### EXERCISE INSTRUCTIONS
Restate word for word the lines of the entries below, starting with the line that holds "x=251, y=134" and ending with the line that holds "x=206, y=67", and no others.

### Referring expression pointing data
##########
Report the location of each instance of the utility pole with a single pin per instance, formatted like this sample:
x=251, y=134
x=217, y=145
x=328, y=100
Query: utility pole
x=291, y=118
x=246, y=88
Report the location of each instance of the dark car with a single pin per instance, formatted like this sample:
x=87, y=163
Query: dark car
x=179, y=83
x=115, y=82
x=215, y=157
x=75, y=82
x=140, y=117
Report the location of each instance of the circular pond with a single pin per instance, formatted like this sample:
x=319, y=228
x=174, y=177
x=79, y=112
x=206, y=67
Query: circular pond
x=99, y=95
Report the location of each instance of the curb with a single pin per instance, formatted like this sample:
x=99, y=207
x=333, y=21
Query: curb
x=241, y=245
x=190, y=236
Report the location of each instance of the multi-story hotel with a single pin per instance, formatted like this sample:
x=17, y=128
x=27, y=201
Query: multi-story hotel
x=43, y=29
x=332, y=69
##########
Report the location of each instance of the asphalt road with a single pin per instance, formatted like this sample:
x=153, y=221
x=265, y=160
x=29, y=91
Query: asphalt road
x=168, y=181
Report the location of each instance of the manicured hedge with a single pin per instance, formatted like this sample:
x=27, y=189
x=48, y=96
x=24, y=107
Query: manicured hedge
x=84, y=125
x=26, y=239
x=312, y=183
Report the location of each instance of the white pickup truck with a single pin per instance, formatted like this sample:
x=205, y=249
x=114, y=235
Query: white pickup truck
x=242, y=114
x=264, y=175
##########
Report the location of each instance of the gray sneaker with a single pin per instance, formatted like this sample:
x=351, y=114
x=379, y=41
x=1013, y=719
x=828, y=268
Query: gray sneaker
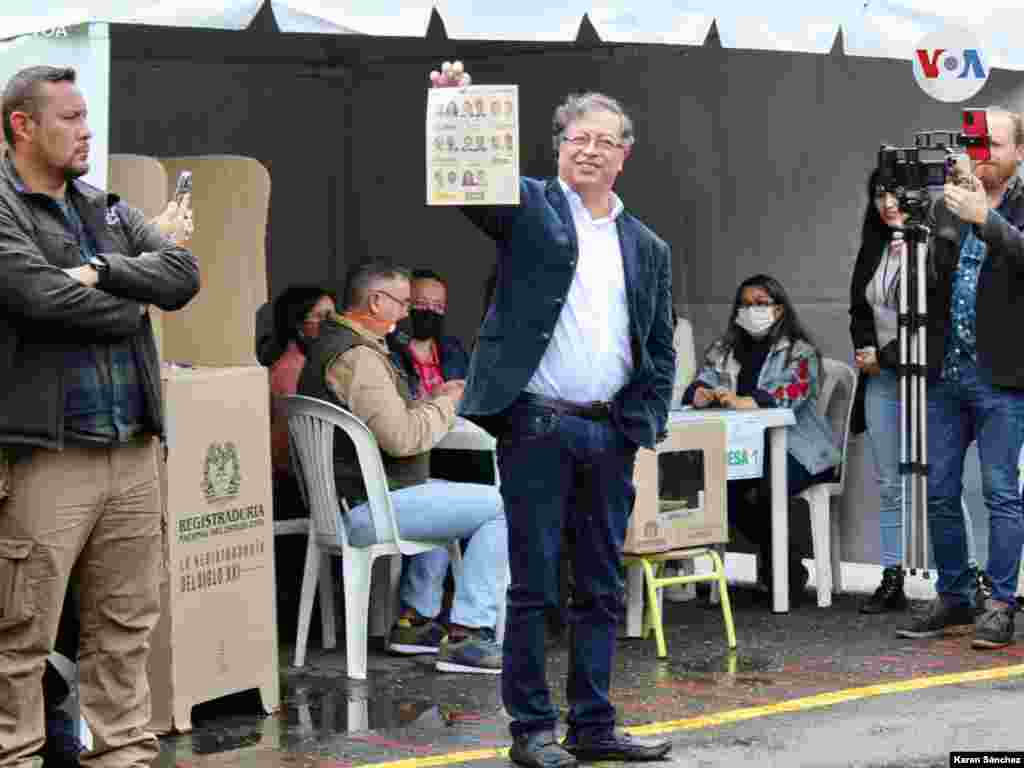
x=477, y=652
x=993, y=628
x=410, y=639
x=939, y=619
##########
### RESULT OF THE EXERCISE
x=251, y=134
x=217, y=145
x=328, y=100
Query: utility pole
x=291, y=118
x=246, y=88
Report the location of each instance of the dark car with a single pin per instance, formatted like this sample:
x=87, y=163
Query: dark car
x=179, y=83
x=115, y=82
x=215, y=157
x=75, y=82
x=140, y=117
Report the location of each instance of the circular pond with a single pin per instance, formatted like this sample:
x=319, y=228
x=174, y=177
x=79, y=112
x=206, y=67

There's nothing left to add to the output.